Provided records =>
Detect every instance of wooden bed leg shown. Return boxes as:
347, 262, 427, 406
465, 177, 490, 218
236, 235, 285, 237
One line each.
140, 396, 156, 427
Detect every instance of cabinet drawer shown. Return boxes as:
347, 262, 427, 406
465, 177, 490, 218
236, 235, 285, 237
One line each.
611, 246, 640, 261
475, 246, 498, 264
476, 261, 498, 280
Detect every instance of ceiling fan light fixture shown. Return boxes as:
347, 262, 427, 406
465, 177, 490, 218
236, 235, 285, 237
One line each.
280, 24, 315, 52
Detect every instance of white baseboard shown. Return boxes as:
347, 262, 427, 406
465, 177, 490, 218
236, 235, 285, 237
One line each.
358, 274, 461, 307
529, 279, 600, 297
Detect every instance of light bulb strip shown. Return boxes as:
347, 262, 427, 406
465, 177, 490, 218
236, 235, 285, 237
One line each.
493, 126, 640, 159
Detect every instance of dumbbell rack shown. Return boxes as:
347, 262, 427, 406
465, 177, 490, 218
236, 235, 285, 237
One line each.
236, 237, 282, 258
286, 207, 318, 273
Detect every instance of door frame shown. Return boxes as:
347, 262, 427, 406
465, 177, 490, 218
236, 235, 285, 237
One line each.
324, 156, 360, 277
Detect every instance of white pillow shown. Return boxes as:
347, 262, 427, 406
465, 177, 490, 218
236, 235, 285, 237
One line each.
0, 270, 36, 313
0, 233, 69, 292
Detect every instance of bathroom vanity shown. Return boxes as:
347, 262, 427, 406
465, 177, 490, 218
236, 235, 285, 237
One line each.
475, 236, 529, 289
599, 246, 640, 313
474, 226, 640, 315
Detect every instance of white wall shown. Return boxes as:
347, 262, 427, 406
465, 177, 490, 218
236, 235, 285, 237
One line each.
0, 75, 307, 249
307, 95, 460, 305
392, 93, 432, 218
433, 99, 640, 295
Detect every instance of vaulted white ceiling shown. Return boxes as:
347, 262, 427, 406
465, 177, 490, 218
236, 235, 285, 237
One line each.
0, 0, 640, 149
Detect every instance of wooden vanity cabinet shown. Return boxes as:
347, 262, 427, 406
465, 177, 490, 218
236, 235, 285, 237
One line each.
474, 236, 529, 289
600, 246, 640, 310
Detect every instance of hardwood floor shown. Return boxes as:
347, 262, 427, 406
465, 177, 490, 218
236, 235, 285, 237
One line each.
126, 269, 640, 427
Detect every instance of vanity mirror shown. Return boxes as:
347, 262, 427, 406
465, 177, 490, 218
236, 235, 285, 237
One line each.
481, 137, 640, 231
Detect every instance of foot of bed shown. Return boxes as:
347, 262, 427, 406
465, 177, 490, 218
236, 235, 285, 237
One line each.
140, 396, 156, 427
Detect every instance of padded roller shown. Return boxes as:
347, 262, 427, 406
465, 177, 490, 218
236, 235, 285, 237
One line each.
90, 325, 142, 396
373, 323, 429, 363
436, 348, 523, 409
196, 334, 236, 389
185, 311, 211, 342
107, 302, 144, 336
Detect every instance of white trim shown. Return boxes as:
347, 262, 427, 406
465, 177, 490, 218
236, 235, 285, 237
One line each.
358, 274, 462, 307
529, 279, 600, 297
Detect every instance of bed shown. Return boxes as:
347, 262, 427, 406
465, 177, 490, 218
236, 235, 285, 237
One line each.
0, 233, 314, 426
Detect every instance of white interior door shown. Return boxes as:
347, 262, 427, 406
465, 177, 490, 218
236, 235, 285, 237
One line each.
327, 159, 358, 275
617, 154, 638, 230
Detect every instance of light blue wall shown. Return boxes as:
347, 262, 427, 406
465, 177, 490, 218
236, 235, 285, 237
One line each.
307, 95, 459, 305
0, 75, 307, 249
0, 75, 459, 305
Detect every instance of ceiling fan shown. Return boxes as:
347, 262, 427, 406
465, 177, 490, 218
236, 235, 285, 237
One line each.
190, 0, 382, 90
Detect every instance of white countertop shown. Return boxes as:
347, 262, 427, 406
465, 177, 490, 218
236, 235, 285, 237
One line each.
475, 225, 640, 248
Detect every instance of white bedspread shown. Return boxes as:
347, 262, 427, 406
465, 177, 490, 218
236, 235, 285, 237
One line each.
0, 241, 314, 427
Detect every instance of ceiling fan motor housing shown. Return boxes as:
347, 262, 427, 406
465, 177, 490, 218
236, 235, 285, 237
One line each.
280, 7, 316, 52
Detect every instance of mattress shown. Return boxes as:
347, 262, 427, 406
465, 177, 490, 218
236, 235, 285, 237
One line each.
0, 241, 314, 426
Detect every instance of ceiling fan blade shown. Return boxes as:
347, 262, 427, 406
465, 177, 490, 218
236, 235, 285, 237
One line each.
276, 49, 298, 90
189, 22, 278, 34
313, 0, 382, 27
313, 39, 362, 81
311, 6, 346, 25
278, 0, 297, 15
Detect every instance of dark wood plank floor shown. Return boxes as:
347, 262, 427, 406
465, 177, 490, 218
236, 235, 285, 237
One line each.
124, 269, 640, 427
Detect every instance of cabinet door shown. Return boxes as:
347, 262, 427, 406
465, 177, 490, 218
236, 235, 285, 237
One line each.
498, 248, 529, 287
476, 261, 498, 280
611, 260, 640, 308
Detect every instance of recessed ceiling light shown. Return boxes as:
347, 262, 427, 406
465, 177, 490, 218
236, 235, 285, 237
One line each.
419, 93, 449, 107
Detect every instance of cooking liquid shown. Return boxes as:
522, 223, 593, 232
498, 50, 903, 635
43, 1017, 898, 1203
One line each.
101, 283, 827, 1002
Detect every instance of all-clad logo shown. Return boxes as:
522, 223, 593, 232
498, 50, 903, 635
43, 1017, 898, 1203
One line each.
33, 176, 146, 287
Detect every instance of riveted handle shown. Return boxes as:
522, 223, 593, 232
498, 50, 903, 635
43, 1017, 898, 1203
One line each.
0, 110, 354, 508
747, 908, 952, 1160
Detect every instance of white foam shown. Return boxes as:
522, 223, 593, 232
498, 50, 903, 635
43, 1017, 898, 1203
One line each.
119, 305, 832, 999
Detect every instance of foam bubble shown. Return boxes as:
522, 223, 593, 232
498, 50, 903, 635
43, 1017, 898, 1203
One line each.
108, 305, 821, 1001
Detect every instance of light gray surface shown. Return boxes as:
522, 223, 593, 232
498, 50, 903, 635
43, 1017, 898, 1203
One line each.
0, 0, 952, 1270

Objective =>
Give the material above again, word for word.

Finished task =>
Detect every instance of wooden bed leg shown. Return boxes as:
347, 262, 427, 406
465, 177, 490, 218
236, 235, 285, 237
One line each.
140, 396, 156, 427
Detect every instance of cabinet drawer shown. Return boxes as:
347, 262, 427, 406
465, 177, 490, 218
236, 235, 285, 237
One line each.
611, 246, 640, 261
475, 246, 498, 264
476, 261, 498, 280
Detect every instance of ceiling fan light fixture shown. Return boxes as:
347, 262, 427, 406
465, 177, 490, 218
236, 235, 285, 237
One line each.
280, 24, 315, 52
Detect every instance of white baseboard shown. Return boxes as:
347, 262, 427, 406
465, 177, 490, 218
236, 235, 285, 237
One line each.
358, 274, 461, 307
529, 279, 600, 297
Detect every instance of light bulb strip shown. Return boxes as:
347, 262, 427, 406
465, 177, 490, 218
236, 235, 285, 237
One line each.
493, 126, 640, 159
Detect every instance of dumbbell rack shown. Return boxes as:
347, 262, 427, 406
465, 177, 490, 218
236, 235, 285, 237
One line each.
236, 237, 282, 258
286, 207, 318, 273
Detect every instance of door frame shown. Return boxes as:
347, 262, 427, 406
465, 177, 490, 218
236, 235, 285, 237
One line each.
324, 156, 360, 277
Detect every instance of white pillow shown. Return boxes as:
347, 262, 427, 406
465, 177, 490, 218
236, 235, 285, 237
One line each.
0, 270, 36, 313
0, 233, 69, 292
Detect every instance of bathroom vanity shown. Return boxes as:
347, 262, 427, 406
465, 177, 490, 218
236, 235, 285, 237
One line each.
475, 236, 529, 289
599, 246, 640, 313
474, 226, 640, 315
Detect every instance of white wall shown. Return boxes as:
347, 262, 427, 406
465, 177, 490, 218
236, 235, 285, 237
One line each.
0, 75, 307, 249
307, 95, 460, 305
392, 93, 432, 218
433, 99, 640, 295
Detect every instance of vaulted white ceiling shown. Return boxes as:
347, 262, 427, 406
465, 177, 490, 218
236, 235, 285, 237
One line each.
0, 0, 640, 149
Detect every instance of wooden vanity cabinet shown. Return boxes as:
347, 262, 427, 406
465, 177, 490, 218
236, 235, 285, 237
One line each.
474, 236, 529, 289
600, 246, 640, 310
Detect every instance of hardwood floor shown. Return boxes as:
347, 262, 427, 406
465, 177, 490, 218
236, 235, 285, 237
One line each.
126, 269, 640, 427
Detect every instance of vanity mirror shown. Return boxes as:
347, 262, 427, 406
465, 177, 490, 218
236, 235, 285, 237
One line each.
481, 137, 640, 231
Detect every instance of foot of bed shown. Return boxes as:
347, 262, 427, 406
465, 177, 490, 218
236, 235, 285, 237
One line each.
140, 396, 156, 427
Detect every instance of padded roller shown. Return boxes as:
347, 262, 427, 406
465, 177, 490, 218
236, 235, 285, 237
One line each.
90, 325, 142, 396
373, 323, 429, 363
436, 348, 523, 409
196, 334, 236, 389
185, 311, 211, 342
107, 302, 144, 336
Detect every instance of white trim shown. Return boxes as:
347, 262, 427, 406
465, 177, 490, 218
236, 235, 285, 237
One line each.
358, 274, 462, 307
529, 279, 600, 297
Detect every instance of bed shown. Return boxes as:
347, 262, 427, 406
465, 177, 490, 218
236, 235, 285, 237
One line each.
0, 233, 314, 426
Detect every instance of white interior door shown. Return boxes as:
347, 262, 427, 406
465, 177, 490, 218
236, 235, 285, 237
One line each.
327, 159, 358, 275
617, 154, 638, 230
Detect every instance of light blue wall shown. Return boxes as:
347, 262, 427, 406
465, 177, 490, 218
236, 235, 285, 237
One line each.
307, 95, 459, 305
0, 75, 307, 249
0, 75, 459, 305
Detect every instance of ceiling fan shown. Return boxes as:
347, 262, 427, 406
465, 177, 490, 218
236, 235, 285, 237
One line each.
190, 0, 382, 90
Detect every instance of white countertop shown. Return boxes as:
347, 262, 427, 406
465, 177, 490, 218
236, 235, 285, 237
One line each.
475, 225, 640, 248
Detect every instance of white bedspread shown. Return boxes as:
347, 262, 427, 406
465, 177, 490, 218
236, 235, 285, 237
One line each.
0, 241, 314, 427
Detect every instance of ceiling fan motor housing shown. Return boxes as:
347, 262, 427, 406
465, 177, 490, 218
236, 235, 285, 237
One line each.
280, 7, 316, 52
Detect every instance of mattress shown. Return boxes as:
347, 262, 427, 406
465, 177, 490, 218
236, 235, 285, 237
One line each.
0, 241, 314, 426
Detect every instance of ceiling fan blade shown. Return boxes as:
347, 262, 427, 406
465, 177, 490, 218
236, 235, 285, 237
One line each.
276, 49, 298, 90
189, 22, 278, 34
313, 0, 382, 27
313, 39, 362, 81
311, 6, 346, 25
278, 0, 297, 15
Detect every instance of dark wood plank floor shown. Return boxes as:
347, 262, 427, 406
465, 177, 490, 218
236, 235, 285, 237
One line each.
124, 269, 640, 427
Detect every instance of cabinet door shown. Return boxes as:
347, 262, 427, 406
465, 177, 490, 218
236, 235, 285, 237
One line each.
498, 248, 529, 287
476, 261, 498, 280
611, 260, 640, 308
Detect every instance of recessed ceiling light shown. Return boxes as:
347, 262, 427, 406
465, 177, 490, 218
236, 235, 285, 237
One line each.
419, 93, 449, 107
Detect every instance of cooking liquid shown. Return boxes as:
522, 223, 593, 232
498, 50, 903, 635
43, 1017, 898, 1203
One line each.
101, 283, 827, 1002
Detect every instance of all-clad logo shown. Return boxes as:
522, 223, 593, 232
498, 50, 903, 635
43, 1017, 898, 1203
One line each.
33, 176, 146, 287
Detect every instance of riveted handle shown. Return boxes as:
522, 223, 593, 232
498, 50, 903, 635
43, 1017, 898, 1203
One line each.
0, 110, 354, 508
747, 908, 952, 1160
Detect every instance of white foam shown. Return boxes as:
522, 223, 593, 232
498, 50, 903, 635
43, 1017, 898, 1203
One line each.
119, 305, 832, 999
Detect every instance of foam bubble shown. Return boxes as:
522, 223, 593, 232
498, 50, 903, 635
43, 1017, 898, 1203
One line each.
108, 305, 821, 1001
Detect every instance of light gray surface shown. Return boxes as:
522, 223, 593, 232
498, 50, 903, 635
43, 1017, 898, 1203
One line each.
0, 0, 952, 1270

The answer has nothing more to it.